== Supplied information ==
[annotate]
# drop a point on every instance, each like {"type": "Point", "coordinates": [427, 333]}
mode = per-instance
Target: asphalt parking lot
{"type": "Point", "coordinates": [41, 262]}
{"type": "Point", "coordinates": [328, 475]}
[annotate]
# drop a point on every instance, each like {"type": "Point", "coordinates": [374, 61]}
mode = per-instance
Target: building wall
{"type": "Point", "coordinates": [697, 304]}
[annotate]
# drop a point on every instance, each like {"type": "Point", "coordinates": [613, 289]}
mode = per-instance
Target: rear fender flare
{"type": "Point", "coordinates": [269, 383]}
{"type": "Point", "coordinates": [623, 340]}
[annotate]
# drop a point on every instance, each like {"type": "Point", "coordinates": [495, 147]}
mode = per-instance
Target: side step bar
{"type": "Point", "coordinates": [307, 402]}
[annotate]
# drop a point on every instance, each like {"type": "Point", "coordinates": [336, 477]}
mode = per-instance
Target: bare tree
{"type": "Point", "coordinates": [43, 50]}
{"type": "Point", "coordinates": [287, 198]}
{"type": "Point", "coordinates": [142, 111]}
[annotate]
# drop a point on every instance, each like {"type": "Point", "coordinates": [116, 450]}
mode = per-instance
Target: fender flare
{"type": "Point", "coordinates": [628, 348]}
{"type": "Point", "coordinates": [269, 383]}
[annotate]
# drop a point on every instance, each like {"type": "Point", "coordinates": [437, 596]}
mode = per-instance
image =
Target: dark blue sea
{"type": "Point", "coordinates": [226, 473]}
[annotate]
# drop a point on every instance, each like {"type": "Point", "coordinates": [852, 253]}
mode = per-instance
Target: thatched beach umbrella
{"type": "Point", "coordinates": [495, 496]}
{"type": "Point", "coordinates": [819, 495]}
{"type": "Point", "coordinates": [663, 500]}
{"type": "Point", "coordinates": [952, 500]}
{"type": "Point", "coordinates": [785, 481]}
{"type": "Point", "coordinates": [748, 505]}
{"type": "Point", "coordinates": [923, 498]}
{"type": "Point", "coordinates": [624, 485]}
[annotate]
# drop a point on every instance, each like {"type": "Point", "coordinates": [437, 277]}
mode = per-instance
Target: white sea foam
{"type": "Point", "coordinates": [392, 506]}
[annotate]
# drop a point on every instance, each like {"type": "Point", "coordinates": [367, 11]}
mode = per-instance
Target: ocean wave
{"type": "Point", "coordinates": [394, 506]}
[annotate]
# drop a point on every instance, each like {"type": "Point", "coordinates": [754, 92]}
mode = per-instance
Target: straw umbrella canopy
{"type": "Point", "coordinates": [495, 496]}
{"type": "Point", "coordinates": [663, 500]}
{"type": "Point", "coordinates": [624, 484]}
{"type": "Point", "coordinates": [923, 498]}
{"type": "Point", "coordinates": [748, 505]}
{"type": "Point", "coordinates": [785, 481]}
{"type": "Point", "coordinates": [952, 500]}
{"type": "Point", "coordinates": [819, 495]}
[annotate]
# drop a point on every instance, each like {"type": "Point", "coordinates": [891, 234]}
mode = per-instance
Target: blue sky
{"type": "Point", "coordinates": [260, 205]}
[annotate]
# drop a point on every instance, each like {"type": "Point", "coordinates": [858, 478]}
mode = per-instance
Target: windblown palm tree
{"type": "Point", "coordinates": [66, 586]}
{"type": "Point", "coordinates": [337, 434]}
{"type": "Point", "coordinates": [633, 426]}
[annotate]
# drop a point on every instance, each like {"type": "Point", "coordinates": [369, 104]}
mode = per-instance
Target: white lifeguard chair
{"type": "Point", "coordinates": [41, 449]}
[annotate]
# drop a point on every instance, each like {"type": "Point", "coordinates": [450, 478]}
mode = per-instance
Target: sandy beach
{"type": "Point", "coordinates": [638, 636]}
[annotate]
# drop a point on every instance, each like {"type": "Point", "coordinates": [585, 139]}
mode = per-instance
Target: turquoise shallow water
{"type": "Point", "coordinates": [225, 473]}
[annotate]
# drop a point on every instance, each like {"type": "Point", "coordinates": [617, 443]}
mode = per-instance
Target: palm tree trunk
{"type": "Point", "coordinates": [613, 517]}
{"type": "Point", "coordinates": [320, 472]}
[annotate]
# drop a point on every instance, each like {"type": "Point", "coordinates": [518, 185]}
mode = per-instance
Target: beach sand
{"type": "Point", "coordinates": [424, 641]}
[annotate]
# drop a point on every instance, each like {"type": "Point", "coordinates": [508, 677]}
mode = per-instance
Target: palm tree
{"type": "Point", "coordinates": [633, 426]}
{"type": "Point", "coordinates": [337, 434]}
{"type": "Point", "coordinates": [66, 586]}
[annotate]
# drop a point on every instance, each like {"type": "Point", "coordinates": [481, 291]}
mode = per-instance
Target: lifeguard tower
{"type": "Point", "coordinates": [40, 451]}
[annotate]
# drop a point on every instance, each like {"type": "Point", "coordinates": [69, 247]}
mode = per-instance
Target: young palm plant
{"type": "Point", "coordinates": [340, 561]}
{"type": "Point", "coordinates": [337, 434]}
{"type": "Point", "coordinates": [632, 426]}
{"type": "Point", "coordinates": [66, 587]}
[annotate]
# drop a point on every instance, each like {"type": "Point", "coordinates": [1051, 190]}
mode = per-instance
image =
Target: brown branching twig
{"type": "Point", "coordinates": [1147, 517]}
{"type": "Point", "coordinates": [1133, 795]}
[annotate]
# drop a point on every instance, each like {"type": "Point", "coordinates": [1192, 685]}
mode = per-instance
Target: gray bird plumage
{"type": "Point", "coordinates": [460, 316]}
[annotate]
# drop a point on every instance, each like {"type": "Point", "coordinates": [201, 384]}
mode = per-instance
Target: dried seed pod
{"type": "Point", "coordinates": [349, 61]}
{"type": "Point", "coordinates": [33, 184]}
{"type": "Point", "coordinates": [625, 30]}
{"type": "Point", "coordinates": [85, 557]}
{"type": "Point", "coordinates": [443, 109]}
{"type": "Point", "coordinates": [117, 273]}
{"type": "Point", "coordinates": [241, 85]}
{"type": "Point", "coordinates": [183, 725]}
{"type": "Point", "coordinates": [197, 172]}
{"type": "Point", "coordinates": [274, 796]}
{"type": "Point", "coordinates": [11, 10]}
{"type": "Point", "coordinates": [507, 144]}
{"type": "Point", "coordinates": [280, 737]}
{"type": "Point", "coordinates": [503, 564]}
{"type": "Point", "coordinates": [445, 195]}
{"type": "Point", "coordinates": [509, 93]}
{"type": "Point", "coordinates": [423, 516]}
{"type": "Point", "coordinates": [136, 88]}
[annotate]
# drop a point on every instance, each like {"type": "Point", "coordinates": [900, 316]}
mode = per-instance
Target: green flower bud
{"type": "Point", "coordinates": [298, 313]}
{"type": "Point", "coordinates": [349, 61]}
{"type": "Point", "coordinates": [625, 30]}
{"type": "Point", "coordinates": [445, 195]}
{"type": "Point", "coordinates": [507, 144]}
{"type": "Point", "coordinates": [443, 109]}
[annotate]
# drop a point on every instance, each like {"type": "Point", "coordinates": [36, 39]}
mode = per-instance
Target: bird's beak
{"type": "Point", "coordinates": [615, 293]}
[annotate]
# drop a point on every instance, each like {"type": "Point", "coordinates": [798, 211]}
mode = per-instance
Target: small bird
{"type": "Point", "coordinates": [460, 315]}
===
#### Written request
Count how many lines of the items above contain the word "umbrella", and give only that number.

#### Solution to the problem
2